— BEGIN —

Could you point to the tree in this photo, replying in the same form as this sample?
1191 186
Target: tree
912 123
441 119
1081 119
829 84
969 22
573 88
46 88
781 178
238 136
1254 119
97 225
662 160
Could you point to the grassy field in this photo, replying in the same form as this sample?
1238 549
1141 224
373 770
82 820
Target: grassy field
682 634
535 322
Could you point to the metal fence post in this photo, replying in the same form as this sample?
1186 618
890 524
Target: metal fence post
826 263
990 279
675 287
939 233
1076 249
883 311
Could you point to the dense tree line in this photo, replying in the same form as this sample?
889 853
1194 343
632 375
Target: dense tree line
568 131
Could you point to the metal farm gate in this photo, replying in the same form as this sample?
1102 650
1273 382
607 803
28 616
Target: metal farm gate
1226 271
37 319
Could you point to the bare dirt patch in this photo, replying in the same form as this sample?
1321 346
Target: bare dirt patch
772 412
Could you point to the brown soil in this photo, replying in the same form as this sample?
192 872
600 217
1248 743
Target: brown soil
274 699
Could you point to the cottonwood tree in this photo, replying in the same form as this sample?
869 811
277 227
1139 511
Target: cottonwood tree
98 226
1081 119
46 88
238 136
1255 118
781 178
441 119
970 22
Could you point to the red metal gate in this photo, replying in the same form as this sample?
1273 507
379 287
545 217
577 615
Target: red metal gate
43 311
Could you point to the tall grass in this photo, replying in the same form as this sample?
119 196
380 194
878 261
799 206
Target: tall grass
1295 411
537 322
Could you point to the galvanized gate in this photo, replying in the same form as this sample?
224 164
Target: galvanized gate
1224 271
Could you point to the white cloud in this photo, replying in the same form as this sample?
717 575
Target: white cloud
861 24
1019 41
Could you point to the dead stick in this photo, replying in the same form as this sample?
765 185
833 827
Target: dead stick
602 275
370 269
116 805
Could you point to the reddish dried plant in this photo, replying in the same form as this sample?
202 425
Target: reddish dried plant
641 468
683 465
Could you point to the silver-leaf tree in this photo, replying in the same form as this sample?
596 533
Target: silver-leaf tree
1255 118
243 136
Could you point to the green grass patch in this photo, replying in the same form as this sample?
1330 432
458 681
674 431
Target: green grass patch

— END —

» To be done:
Reproduce all of the material above, substituting "Object" for every occurrence of "Target" and leaving everything else unchanged.

» Complete output:
Could you point to the tree in this photo, replying in the same form as this sample?
1191 186
Object: tree
912 123
441 119
1081 119
829 84
969 22
573 88
46 88
781 178
238 136
1254 119
97 225
662 160
Could you point to the grassy field in this photo, replying in the same form as this sample?
1238 549
1141 224
373 770
82 820
Object: grassy field
682 634
535 322
Could you point to the metal fence post in this photo, replying in the same form as this sample?
1186 618
890 524
Object: metal fence post
826 263
990 279
675 287
939 233
1076 249
883 311
Could you point to the dense tree line in this photo, replying in the same form as this sample?
889 853
1194 343
632 375
Object: dense tree line
568 131
Could you point to the metal farm gate in this photo, replying in the same form as this sample?
1102 650
1273 382
607 803
28 616
Object: metal farm gate
1226 271
37 319
Could you point to the bare dirt patch in this photo, replying in the same form as this sample?
1321 346
Object: bare dirt patch
772 412
Could you point to the brown soil in this photo, replying in the same form as this sample?
192 872
600 217
1248 743
Object: brown soil
274 699
Could you point to the cottonwood tree in this photo, replying in the same form as this sample?
869 811
277 227
1139 511
Object: cottonwood tree
98 226
1081 119
46 88
238 136
1255 118
781 178
441 119
970 22
Could you point to the red metal gate in this photo, replying in the same form as this sample?
1273 507
379 287
545 217
577 615
Object: red metal gate
43 311
Could you point to the tall grass in this photo, replying in the same form as this sample?
119 196
380 194
878 261
799 206
Object: tall grass
1295 411
537 322
Could you point to the galvanized gate in this photo, replying in the same form as this sample?
224 164
Object: galvanized gate
1224 271
Could you point to the white cloud in this photo, replying in the same form as this sample?
717 575
Object: white cloud
861 24
1019 41
Could you point to the dead stick in this photo, replying in the same form as this sample?
765 185
833 827
Object: dead stick
602 275
370 269
116 805
Could you point to the reddish dried plant in this photo, replying in the same form as this sample?
202 425
Object: reddish dried plant
641 468
683 465
Could you point to the silver-leaf tree in this photo, replying in the same form as this sample?
596 533
Object: silver-leaf tree
1255 118
243 136
Could you point to the green grass patch in this photo, replying in the same form as this sample?
1330 432
458 681
674 431
Object: green grass patch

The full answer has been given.